Supplied information start
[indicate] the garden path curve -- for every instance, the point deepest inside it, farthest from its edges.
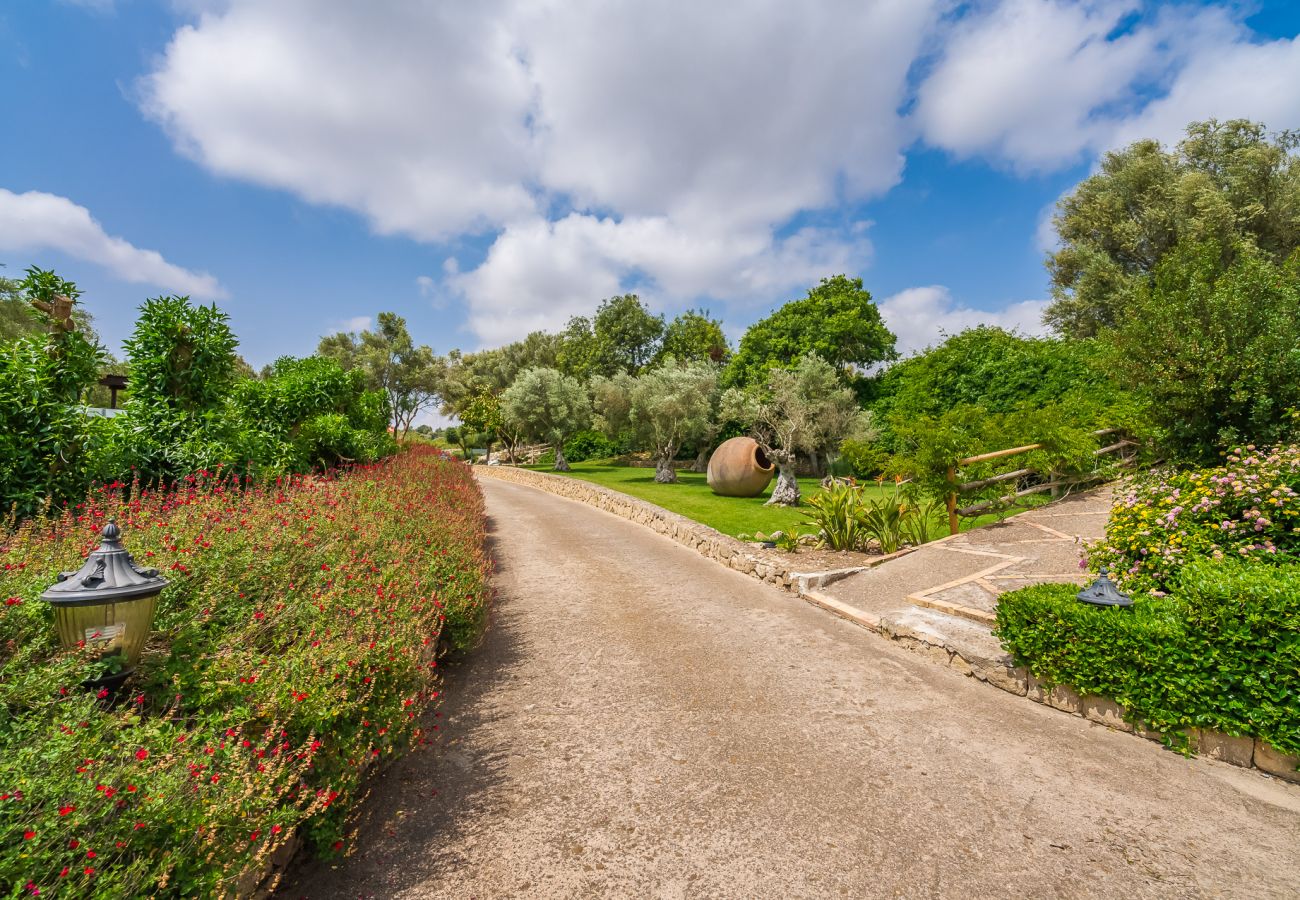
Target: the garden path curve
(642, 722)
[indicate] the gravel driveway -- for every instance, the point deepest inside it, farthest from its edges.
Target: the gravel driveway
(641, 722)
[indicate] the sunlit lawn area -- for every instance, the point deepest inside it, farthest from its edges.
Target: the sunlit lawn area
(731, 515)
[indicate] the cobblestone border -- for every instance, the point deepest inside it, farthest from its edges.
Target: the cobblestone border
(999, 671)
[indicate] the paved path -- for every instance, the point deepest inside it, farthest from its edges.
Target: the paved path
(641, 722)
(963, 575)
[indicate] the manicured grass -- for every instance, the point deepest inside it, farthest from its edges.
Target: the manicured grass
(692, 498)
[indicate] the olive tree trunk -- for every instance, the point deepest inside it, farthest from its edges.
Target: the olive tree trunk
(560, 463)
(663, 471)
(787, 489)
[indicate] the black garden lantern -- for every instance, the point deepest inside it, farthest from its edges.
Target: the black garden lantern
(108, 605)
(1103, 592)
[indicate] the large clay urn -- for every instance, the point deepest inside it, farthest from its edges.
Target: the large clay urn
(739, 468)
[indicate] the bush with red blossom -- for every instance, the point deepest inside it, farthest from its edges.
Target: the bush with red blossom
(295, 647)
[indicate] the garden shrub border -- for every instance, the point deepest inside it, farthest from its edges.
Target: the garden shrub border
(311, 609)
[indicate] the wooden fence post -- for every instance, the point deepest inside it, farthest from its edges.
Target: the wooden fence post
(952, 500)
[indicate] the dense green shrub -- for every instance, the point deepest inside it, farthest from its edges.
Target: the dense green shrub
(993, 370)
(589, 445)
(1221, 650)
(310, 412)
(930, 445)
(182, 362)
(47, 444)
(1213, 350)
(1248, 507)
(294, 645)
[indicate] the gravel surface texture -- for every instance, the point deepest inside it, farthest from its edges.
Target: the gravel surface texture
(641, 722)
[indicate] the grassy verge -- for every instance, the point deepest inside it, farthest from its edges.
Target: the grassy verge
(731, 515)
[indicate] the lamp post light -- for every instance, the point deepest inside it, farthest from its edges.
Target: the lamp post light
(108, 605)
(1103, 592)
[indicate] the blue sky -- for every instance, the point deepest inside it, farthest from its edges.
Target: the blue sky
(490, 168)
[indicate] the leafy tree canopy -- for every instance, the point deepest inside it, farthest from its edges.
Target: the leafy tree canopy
Supplied information end
Supplied information start
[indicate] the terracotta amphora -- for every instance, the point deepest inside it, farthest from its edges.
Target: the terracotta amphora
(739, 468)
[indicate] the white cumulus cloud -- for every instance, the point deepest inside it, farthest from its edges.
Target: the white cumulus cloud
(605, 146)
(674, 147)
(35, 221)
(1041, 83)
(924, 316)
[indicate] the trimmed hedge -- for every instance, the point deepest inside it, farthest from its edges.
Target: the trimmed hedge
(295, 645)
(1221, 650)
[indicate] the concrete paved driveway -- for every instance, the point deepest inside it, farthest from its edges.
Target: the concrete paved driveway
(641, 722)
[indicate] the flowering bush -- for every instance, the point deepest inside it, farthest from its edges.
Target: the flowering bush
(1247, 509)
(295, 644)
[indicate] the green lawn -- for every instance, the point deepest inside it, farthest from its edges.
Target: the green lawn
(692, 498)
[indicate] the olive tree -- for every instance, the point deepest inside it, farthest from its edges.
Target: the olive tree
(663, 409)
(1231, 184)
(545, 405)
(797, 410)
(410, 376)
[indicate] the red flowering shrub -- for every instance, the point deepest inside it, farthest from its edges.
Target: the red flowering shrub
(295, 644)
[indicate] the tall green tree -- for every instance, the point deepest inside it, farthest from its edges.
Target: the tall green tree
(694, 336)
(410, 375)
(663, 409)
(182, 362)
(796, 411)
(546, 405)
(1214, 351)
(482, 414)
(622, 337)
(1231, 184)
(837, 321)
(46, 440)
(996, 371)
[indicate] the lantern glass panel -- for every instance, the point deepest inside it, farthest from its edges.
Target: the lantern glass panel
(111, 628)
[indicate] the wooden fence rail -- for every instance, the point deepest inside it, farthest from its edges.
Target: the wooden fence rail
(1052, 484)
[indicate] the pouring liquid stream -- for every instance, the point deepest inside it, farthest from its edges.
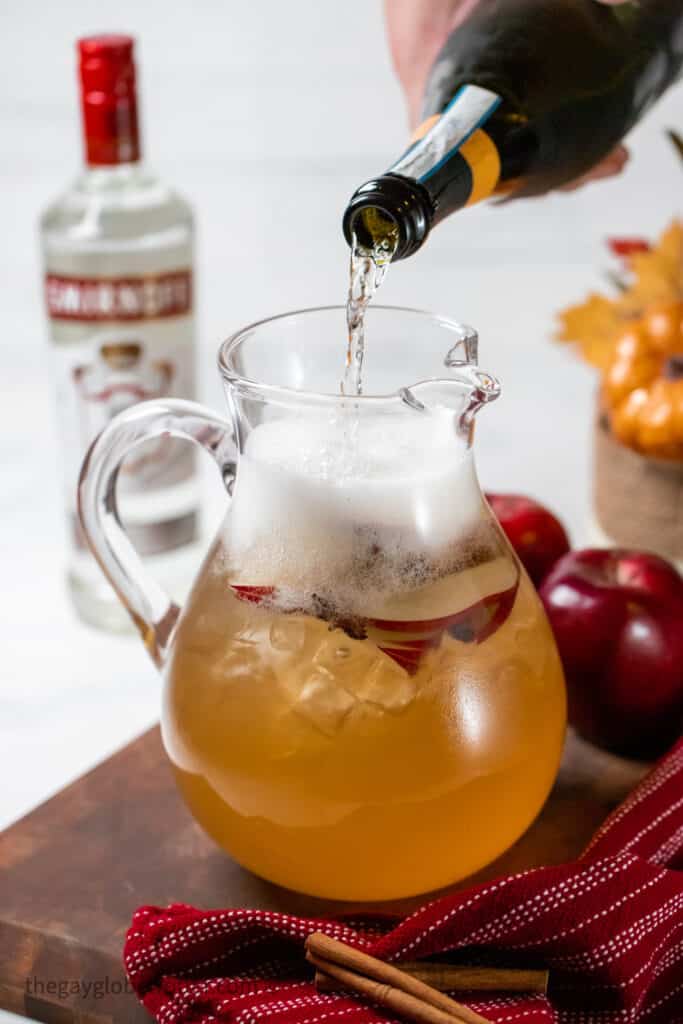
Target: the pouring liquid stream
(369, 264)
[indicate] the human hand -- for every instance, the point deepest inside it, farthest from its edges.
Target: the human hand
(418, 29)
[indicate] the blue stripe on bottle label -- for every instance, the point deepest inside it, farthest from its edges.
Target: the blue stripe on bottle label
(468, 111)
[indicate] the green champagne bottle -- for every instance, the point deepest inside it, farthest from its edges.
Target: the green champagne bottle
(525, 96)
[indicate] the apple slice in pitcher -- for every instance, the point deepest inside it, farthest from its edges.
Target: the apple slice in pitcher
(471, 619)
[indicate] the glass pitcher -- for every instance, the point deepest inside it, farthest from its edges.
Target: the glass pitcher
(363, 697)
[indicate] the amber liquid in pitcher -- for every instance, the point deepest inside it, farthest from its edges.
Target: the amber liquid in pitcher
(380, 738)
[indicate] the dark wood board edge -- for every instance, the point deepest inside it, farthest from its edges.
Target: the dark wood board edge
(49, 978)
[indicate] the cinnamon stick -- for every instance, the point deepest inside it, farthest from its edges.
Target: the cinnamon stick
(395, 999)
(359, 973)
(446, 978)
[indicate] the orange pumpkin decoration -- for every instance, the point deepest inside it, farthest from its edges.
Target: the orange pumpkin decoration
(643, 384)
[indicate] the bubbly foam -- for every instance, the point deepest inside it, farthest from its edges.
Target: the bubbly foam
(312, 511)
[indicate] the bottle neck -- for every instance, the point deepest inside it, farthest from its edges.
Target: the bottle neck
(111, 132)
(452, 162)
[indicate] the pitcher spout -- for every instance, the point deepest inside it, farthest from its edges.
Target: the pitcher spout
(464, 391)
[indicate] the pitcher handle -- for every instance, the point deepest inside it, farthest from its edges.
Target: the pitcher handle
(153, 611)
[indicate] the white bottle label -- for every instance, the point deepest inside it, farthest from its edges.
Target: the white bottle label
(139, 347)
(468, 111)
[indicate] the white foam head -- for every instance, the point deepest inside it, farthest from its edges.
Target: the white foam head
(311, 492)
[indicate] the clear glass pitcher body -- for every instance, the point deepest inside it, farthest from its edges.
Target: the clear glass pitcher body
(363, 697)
Supplied information end
Do this: Copy out each line in the material above that contains the word "stick".

Response to the task:
[indicate] the cinnamon stick -- for every instance, the point deepest inside it, farthest from its edges.
Target: the cinnamon stick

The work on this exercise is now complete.